→ **Written exercise**: Repeat verbatim the lines of the data below, beginning with the line containing "Target: man wearing red cap" and continuing to the end.

--- --- ---

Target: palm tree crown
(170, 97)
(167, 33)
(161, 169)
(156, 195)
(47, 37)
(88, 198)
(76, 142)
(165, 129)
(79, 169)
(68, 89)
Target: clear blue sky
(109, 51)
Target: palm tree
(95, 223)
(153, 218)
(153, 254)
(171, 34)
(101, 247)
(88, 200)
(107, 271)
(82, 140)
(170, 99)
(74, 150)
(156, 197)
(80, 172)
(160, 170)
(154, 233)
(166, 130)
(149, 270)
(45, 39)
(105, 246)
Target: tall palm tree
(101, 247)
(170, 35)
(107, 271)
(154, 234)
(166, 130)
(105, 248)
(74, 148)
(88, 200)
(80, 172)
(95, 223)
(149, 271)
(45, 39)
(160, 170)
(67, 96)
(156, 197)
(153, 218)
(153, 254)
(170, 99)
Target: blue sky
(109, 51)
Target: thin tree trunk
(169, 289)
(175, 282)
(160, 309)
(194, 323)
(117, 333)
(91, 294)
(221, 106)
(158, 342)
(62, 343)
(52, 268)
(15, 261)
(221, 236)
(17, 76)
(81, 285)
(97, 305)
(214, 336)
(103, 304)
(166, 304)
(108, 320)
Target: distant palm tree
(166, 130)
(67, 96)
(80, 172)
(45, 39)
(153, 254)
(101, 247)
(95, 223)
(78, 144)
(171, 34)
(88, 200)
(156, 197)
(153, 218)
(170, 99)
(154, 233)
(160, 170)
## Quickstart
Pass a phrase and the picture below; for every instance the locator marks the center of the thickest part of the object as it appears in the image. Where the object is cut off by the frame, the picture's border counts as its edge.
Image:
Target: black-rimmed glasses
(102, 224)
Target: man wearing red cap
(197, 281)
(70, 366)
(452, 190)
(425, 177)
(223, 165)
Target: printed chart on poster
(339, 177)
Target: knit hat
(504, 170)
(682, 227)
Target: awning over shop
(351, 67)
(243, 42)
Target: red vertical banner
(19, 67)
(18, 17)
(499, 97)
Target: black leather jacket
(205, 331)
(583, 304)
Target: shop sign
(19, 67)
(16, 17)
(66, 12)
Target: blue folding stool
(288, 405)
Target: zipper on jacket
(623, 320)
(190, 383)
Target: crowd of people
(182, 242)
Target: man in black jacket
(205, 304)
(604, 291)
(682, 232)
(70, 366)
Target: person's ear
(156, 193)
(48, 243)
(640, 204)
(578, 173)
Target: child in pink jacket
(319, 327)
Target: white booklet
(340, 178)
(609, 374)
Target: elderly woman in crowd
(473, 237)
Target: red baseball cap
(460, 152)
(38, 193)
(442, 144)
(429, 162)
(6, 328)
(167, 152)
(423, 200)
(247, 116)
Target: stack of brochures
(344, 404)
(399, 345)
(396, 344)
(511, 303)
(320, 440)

--- --- ---

→ **Result for this task**:
Target: man wearing red cap
(197, 281)
(70, 366)
(452, 190)
(425, 177)
(223, 165)
Target: printed chart on poster
(339, 177)
Target: knit hat
(504, 170)
(682, 227)
Target: awning over shop
(351, 67)
(243, 42)
Target: red vertical banner
(19, 67)
(18, 17)
(499, 97)
Target: black leather jacket
(205, 331)
(583, 304)
Target: shop sign
(19, 67)
(16, 17)
(66, 12)
Target: blue folding stool
(288, 405)
Target: zipper on jacket
(623, 320)
(190, 383)
Target: crowd of people
(182, 242)
Target: man in black jacket
(205, 304)
(604, 291)
(682, 232)
(70, 366)
Target: person's ear
(156, 193)
(48, 243)
(640, 204)
(578, 173)
Target: child in pink jacket
(319, 327)
Target: white booklet
(340, 178)
(609, 374)
Target: elderly woman in crowd
(473, 237)
Target: red baseball cap
(460, 152)
(38, 193)
(442, 144)
(429, 162)
(6, 328)
(167, 152)
(423, 200)
(247, 116)
Target: stack of brochures
(344, 404)
(399, 345)
(396, 344)
(511, 303)
(320, 440)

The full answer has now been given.